Point localization data
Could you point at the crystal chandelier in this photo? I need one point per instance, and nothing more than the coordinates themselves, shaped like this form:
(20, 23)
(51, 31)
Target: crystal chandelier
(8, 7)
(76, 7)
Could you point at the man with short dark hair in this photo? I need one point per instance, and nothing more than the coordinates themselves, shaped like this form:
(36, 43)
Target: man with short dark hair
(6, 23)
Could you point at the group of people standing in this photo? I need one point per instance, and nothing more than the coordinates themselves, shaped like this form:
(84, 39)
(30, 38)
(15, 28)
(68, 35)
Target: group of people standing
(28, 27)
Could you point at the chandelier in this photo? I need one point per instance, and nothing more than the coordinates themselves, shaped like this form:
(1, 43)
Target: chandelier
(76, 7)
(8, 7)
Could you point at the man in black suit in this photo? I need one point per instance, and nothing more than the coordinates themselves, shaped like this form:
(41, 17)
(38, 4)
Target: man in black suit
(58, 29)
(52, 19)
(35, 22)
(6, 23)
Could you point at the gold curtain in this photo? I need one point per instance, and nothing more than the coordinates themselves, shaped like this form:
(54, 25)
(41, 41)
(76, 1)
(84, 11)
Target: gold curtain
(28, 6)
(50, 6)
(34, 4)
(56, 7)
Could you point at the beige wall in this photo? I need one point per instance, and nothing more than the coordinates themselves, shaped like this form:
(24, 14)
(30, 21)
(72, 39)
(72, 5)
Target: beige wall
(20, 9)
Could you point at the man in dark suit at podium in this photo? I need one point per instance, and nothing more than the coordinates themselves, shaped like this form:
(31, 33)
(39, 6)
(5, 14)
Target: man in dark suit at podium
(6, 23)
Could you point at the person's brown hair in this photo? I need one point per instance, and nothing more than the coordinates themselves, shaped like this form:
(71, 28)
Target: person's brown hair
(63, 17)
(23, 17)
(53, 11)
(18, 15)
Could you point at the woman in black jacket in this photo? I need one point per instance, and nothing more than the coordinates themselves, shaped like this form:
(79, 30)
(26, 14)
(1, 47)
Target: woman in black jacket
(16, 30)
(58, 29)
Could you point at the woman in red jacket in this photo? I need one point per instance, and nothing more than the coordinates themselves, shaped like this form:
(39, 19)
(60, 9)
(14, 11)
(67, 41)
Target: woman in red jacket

### [WHAT IS EXPECTED]
Look above for the line containing "Could you point at the woman in black", then transcribe it and all lines after it through the last, exactly and with nothing else.

### [RESPONSE]
Could you point at the woman in black jacket in this photo? I need one point per instance, and nothing more than the coordinates themselves, shaped like this form:
(79, 30)
(26, 14)
(1, 47)
Target: woman in black jacket
(16, 30)
(58, 29)
Could you point at the woman in red jacket in this photo? I need one point per instance, and nothing more than the coordinates themselves, shaped like this form:
(39, 19)
(60, 9)
(14, 11)
(67, 41)
Target: woman in red jacket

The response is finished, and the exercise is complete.